» **OBJECTIVE**: Return every line of the material below that contains the word "street", and copy each one in full.

## Begin DATASET RECORDS

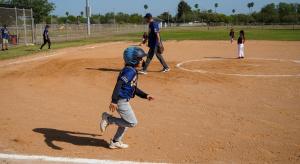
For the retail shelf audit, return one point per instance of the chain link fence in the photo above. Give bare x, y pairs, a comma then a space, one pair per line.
24, 31
20, 24
69, 32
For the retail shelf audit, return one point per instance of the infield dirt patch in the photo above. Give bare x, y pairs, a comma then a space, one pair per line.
52, 106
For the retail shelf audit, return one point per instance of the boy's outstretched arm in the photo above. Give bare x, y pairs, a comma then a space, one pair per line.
143, 95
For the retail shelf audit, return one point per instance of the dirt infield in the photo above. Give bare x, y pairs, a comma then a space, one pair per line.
52, 105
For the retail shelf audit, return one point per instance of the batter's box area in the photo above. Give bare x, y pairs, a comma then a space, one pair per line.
251, 67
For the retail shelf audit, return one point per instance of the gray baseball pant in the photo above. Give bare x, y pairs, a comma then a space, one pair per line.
127, 120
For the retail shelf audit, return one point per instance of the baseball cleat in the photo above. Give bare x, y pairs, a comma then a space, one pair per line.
166, 70
143, 72
117, 145
104, 122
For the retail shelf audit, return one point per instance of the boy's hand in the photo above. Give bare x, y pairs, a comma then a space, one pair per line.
113, 107
150, 98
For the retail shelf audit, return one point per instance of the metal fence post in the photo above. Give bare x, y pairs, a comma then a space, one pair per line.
32, 27
25, 32
16, 13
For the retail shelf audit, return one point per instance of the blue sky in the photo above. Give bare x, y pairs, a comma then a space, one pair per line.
156, 7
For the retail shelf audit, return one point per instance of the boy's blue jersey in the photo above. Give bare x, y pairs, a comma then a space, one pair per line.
129, 76
152, 38
4, 33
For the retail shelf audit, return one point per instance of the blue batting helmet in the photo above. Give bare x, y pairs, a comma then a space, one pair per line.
132, 55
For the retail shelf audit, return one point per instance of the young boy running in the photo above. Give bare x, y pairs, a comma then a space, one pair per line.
241, 45
125, 89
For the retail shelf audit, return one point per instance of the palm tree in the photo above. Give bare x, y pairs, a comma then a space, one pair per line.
146, 7
216, 6
233, 11
196, 6
197, 9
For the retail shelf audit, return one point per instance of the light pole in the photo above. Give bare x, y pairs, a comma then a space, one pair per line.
88, 15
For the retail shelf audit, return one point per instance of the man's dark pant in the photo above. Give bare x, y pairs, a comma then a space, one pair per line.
45, 42
159, 56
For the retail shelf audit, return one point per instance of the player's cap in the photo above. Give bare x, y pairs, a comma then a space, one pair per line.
148, 15
133, 55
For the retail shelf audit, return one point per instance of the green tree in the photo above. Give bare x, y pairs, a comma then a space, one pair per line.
41, 8
166, 16
183, 11
269, 14
250, 5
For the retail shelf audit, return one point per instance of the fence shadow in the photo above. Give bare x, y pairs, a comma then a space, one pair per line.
104, 69
219, 57
75, 138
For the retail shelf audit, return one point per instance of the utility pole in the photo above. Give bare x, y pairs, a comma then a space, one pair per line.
88, 15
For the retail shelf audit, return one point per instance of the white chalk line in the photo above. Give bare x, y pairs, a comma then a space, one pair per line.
64, 159
180, 66
40, 58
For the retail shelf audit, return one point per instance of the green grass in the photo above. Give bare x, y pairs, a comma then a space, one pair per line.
192, 33
28, 50
223, 34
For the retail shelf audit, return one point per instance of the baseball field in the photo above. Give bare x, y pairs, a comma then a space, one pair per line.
210, 108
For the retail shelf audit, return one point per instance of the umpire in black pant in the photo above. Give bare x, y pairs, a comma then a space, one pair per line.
46, 37
155, 45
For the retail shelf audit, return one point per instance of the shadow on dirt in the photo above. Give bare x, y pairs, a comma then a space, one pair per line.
111, 70
217, 57
104, 69
75, 138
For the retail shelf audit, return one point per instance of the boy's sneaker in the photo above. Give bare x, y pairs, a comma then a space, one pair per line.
143, 72
104, 122
166, 70
117, 145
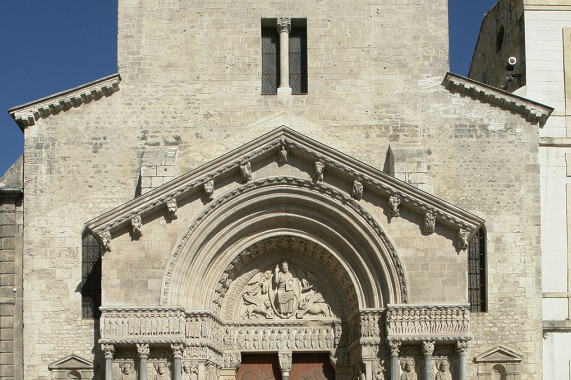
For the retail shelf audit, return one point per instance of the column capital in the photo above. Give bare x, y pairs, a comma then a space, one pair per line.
462, 347
143, 350
177, 349
108, 349
427, 347
394, 346
284, 24
285, 361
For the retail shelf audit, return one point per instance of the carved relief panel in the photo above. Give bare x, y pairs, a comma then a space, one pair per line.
284, 292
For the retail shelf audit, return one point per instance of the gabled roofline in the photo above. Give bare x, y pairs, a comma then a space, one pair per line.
533, 112
27, 114
298, 144
58, 363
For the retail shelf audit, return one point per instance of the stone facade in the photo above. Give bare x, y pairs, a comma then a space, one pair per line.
193, 273
540, 31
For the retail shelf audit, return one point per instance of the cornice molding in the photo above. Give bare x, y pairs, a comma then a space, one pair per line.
334, 162
532, 111
27, 114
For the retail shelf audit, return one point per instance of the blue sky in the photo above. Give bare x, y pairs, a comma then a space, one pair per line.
51, 46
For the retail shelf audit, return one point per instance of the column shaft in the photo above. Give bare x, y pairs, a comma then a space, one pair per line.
177, 368
108, 368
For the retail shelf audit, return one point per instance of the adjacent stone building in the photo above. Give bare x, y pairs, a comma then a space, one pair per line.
282, 190
537, 35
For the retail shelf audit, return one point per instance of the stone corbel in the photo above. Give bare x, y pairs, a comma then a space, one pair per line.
394, 203
209, 189
172, 208
282, 155
285, 363
357, 191
429, 223
463, 238
137, 225
105, 237
319, 169
246, 171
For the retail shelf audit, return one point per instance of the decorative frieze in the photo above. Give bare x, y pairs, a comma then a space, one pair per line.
428, 323
138, 325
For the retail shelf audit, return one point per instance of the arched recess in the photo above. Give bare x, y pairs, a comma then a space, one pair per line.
283, 206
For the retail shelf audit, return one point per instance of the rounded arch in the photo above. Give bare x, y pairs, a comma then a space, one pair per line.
283, 206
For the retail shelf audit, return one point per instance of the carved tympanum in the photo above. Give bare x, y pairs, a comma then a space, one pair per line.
284, 292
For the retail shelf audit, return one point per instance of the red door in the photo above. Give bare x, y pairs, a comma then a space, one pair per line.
259, 367
311, 367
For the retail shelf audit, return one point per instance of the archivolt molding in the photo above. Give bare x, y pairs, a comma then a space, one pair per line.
239, 161
347, 201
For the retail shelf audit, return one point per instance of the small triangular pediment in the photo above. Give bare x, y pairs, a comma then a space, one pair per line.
499, 354
71, 362
281, 144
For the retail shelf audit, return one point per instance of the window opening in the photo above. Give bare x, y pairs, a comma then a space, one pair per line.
91, 277
477, 272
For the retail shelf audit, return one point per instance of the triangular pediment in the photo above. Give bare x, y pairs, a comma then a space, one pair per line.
499, 354
281, 144
71, 362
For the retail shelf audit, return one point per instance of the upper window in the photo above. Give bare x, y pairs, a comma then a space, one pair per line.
477, 272
296, 61
91, 277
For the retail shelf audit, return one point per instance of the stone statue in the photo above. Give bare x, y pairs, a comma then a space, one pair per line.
285, 294
443, 371
128, 372
162, 371
408, 371
394, 203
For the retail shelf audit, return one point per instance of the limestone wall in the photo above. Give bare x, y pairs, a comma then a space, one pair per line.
191, 78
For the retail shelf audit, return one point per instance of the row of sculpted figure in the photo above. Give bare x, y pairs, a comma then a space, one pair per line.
306, 338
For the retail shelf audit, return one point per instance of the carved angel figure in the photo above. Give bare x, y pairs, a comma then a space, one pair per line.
443, 371
128, 372
285, 294
408, 371
162, 371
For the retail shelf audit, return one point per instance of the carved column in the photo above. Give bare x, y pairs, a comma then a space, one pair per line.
177, 349
109, 350
285, 364
394, 346
284, 27
462, 347
143, 351
428, 350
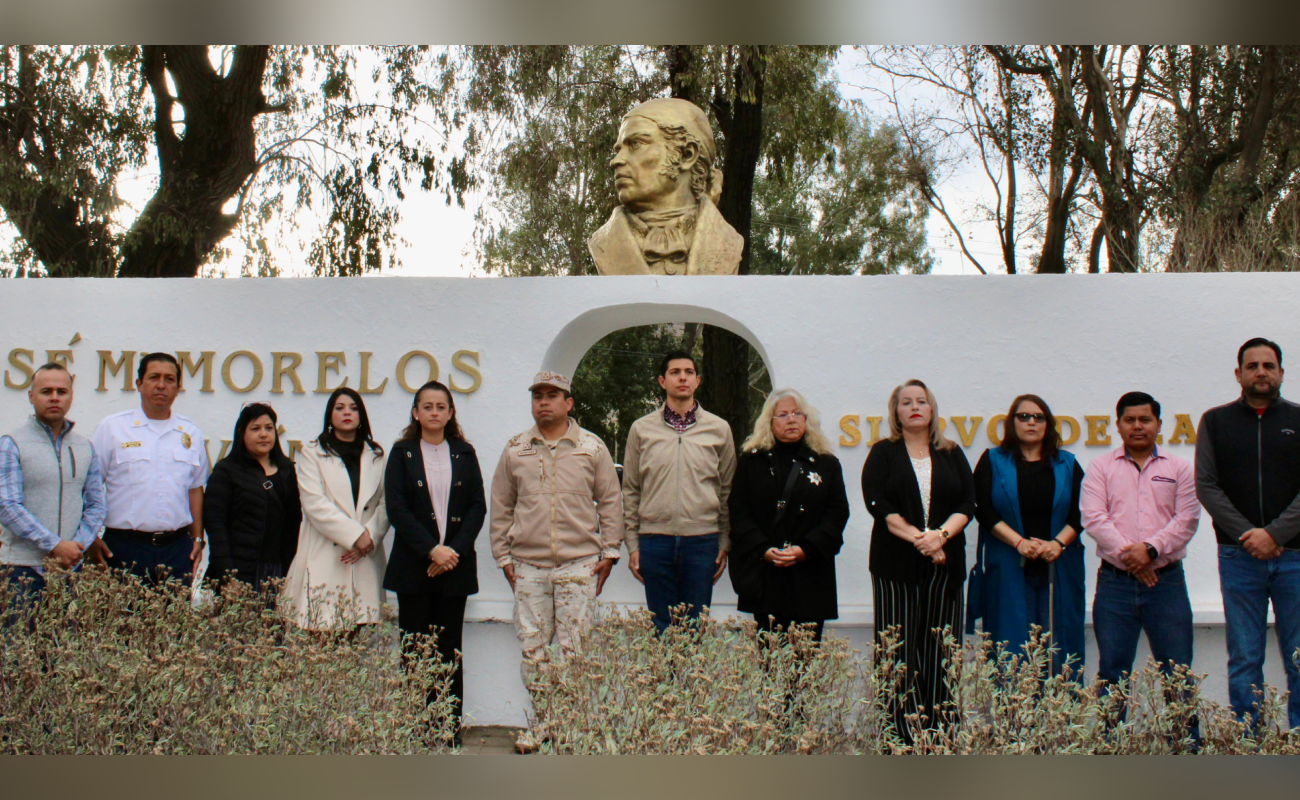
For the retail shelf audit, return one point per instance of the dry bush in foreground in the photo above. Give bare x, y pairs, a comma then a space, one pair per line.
105, 665
723, 690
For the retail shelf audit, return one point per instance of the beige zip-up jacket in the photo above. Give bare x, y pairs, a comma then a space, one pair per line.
677, 484
549, 509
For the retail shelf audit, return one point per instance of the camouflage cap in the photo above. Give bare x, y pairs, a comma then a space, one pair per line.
551, 379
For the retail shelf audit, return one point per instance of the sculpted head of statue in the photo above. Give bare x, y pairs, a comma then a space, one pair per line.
664, 156
667, 181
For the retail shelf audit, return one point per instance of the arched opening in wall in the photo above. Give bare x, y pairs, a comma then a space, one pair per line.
614, 355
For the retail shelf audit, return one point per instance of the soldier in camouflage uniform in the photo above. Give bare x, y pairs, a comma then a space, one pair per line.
557, 523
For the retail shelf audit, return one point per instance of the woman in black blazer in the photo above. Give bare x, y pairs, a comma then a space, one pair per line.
251, 509
434, 496
919, 488
784, 569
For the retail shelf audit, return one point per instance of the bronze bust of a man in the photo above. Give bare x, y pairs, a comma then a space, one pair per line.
666, 221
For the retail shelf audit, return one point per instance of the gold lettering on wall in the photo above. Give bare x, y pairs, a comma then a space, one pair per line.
966, 435
1074, 429
61, 357
1097, 429
256, 371
365, 376
875, 428
278, 370
852, 437
25, 370
124, 364
328, 362
402, 364
189, 364
995, 436
458, 362
1183, 429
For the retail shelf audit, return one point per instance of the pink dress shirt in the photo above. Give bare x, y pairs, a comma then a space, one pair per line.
1156, 505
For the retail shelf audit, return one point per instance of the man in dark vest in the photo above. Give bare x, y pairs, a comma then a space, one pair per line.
1248, 479
51, 489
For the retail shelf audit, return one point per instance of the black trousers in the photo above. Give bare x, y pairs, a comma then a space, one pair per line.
917, 609
446, 618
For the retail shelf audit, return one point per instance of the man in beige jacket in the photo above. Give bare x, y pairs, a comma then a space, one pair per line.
557, 523
676, 478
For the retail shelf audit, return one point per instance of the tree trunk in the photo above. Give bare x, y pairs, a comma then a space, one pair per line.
726, 385
203, 169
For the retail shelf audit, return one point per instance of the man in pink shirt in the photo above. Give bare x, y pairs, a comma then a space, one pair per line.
1140, 506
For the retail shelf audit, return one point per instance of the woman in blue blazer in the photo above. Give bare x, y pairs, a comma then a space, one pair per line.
1028, 562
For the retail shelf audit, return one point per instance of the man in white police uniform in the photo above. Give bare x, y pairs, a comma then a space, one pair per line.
155, 465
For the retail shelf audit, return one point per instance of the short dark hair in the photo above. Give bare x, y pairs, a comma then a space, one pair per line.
1131, 400
414, 429
1257, 342
157, 357
676, 355
247, 415
1051, 437
328, 441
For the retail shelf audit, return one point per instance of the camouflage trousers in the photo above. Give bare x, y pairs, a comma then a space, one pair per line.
551, 602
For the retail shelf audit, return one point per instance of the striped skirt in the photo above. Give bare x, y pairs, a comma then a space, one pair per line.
915, 610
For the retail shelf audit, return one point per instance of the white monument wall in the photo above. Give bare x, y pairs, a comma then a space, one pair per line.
1079, 341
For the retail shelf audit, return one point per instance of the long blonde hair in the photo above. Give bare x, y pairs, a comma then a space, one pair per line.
763, 439
936, 439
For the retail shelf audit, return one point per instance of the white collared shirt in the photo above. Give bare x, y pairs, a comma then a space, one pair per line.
148, 474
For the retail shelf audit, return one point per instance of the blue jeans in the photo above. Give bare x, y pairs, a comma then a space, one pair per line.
677, 570
1123, 608
26, 586
152, 563
1248, 584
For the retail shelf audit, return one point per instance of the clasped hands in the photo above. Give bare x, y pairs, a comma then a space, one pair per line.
931, 544
442, 560
1045, 549
363, 546
784, 557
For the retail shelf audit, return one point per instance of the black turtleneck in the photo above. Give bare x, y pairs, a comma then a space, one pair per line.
351, 455
783, 457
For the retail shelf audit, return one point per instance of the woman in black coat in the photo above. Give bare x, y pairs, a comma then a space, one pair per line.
251, 509
434, 496
919, 488
783, 553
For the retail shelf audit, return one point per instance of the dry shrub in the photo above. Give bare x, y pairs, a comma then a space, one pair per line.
107, 665
716, 688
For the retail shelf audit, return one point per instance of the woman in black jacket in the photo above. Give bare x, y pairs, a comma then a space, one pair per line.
434, 496
251, 509
919, 489
788, 510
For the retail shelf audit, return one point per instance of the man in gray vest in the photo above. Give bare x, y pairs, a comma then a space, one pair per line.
51, 489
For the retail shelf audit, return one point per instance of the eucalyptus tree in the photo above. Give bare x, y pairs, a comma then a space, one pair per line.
234, 142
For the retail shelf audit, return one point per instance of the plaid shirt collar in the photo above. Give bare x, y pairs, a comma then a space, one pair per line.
679, 422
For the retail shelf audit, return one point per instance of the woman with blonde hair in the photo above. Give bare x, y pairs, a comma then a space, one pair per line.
919, 488
788, 511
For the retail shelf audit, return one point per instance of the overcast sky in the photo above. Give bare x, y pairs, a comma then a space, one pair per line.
440, 237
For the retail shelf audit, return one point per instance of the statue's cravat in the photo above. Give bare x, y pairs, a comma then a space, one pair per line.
666, 236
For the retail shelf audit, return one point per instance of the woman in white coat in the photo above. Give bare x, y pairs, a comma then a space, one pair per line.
336, 582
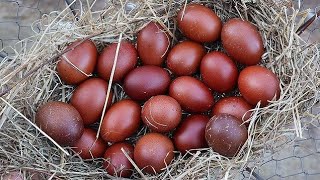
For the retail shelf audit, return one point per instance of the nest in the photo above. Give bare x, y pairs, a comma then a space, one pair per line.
28, 79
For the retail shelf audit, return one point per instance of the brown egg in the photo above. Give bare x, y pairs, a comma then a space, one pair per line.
83, 60
61, 121
146, 81
184, 58
88, 147
190, 134
161, 113
258, 83
242, 41
153, 44
193, 95
121, 121
225, 134
89, 97
219, 72
117, 164
199, 23
153, 152
127, 60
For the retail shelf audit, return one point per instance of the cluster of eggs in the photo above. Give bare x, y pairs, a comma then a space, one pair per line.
165, 86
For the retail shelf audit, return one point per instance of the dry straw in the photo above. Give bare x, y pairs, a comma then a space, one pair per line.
29, 79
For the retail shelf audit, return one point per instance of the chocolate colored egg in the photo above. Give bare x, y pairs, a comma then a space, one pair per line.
89, 98
161, 113
219, 72
153, 44
192, 94
126, 61
225, 134
82, 60
199, 23
117, 164
146, 81
257, 83
153, 152
88, 147
190, 134
121, 121
242, 41
61, 121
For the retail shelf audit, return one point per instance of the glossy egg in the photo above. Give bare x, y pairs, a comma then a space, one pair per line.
199, 23
161, 113
225, 134
127, 60
82, 60
146, 81
219, 72
61, 121
153, 44
242, 41
193, 95
88, 147
184, 58
121, 121
153, 152
89, 97
190, 134
257, 83
117, 164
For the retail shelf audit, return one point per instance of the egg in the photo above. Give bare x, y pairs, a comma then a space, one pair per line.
121, 121
219, 72
77, 64
242, 41
192, 94
190, 134
258, 84
225, 134
88, 147
161, 113
61, 121
117, 164
146, 81
184, 58
89, 98
126, 61
153, 152
153, 44
199, 23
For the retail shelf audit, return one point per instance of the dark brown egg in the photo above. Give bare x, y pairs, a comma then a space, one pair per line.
258, 83
184, 58
190, 134
117, 164
153, 152
199, 23
76, 65
89, 97
88, 147
146, 81
219, 72
161, 113
127, 60
225, 134
191, 94
242, 41
153, 44
121, 121
61, 121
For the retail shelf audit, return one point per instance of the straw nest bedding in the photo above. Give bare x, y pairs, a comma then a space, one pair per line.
30, 76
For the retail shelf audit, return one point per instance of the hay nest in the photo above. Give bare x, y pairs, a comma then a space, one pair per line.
28, 79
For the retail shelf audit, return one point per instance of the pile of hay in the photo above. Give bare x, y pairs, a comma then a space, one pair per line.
29, 79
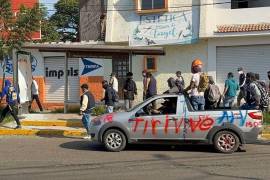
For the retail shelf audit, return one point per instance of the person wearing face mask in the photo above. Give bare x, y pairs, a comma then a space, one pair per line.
268, 73
130, 91
108, 96
242, 82
144, 83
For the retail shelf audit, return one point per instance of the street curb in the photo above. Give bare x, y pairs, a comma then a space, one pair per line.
42, 132
266, 135
65, 123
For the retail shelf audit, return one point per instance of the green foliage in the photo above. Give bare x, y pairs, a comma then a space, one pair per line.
66, 19
99, 110
266, 118
14, 31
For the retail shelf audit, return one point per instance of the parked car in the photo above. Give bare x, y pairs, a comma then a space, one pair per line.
171, 119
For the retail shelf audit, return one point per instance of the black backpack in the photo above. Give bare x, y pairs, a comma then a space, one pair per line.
115, 96
264, 95
92, 100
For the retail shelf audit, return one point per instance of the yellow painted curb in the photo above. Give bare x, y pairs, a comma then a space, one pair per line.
52, 123
41, 132
266, 135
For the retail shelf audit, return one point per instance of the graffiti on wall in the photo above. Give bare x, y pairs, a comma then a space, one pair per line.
168, 28
9, 64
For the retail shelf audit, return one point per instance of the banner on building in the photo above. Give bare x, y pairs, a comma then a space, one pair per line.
24, 76
168, 28
91, 67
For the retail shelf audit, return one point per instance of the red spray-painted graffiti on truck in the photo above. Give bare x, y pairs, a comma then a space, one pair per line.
203, 123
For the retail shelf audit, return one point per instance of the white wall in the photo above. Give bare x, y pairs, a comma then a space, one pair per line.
119, 22
222, 14
178, 57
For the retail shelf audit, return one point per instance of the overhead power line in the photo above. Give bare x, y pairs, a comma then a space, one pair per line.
116, 7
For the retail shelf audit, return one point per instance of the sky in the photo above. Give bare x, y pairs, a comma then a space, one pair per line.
49, 4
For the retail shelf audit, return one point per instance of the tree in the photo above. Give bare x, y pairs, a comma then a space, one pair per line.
66, 18
15, 30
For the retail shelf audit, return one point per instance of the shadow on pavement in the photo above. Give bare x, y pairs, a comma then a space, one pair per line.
86, 145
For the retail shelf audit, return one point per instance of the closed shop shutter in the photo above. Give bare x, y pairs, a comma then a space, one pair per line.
255, 58
54, 79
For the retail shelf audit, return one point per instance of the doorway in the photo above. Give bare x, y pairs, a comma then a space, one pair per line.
121, 66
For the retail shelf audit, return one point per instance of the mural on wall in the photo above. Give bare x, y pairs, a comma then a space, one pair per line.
168, 28
91, 67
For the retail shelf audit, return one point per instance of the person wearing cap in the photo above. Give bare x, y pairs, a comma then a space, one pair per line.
144, 83
130, 90
87, 104
268, 75
196, 96
179, 80
114, 82
253, 94
242, 82
108, 96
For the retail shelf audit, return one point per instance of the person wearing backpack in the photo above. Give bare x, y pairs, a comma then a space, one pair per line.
87, 103
114, 82
130, 90
212, 95
256, 96
230, 91
108, 96
173, 89
13, 102
198, 84
242, 85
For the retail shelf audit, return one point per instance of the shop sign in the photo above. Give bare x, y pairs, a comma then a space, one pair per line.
168, 28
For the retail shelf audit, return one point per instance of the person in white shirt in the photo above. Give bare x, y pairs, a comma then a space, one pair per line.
35, 95
114, 82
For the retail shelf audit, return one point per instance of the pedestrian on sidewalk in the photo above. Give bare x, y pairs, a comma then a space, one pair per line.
13, 103
179, 80
242, 83
130, 91
114, 82
108, 96
144, 83
230, 91
87, 104
35, 95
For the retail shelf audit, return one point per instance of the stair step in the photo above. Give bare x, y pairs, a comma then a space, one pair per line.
45, 131
66, 123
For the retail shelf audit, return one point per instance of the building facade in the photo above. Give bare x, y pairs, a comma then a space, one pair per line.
225, 35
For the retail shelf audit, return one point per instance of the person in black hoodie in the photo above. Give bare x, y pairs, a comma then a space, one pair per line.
173, 89
108, 97
130, 90
242, 83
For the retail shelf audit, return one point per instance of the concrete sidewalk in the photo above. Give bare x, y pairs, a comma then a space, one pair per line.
63, 125
66, 125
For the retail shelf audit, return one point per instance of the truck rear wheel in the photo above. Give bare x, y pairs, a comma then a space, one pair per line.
226, 142
114, 140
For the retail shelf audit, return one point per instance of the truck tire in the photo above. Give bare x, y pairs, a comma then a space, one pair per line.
114, 140
226, 142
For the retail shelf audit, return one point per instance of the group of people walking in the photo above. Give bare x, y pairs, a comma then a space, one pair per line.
250, 92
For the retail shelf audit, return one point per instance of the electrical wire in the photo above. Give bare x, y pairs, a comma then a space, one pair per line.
114, 7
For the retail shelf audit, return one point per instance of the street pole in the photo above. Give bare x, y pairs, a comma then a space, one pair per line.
66, 82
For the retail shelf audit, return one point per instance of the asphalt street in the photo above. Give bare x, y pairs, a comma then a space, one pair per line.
69, 158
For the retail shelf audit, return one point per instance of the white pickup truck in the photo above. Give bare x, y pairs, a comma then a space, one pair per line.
174, 121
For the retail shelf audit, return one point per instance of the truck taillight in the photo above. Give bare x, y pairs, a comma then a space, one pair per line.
255, 115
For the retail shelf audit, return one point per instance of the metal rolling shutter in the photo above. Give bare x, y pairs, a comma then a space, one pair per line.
255, 58
55, 84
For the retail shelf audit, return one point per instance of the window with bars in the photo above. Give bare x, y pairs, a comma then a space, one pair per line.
148, 6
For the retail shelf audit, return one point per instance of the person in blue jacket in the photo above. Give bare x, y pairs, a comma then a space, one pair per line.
12, 100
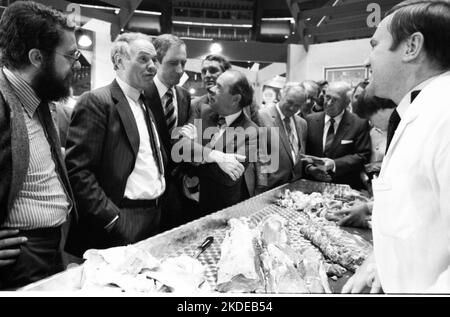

## End DATASET RECORDS

» **COMPLETED EXERCISE**:
For the retail shelf audit, return one point per instance of the street curb in the photo above. Give bare x, y pairs, a comma then a space, one pair per line.
For the retail shelf audit, return one point per instance of the street pole in the photo above. Give bare x, y pairs, a comma then a space, one pair per line.
For the retail shelf audit, return one point per instance of the asphalt street in the photo above. Give bare x, y pairs, a comma then a space, one pair per line.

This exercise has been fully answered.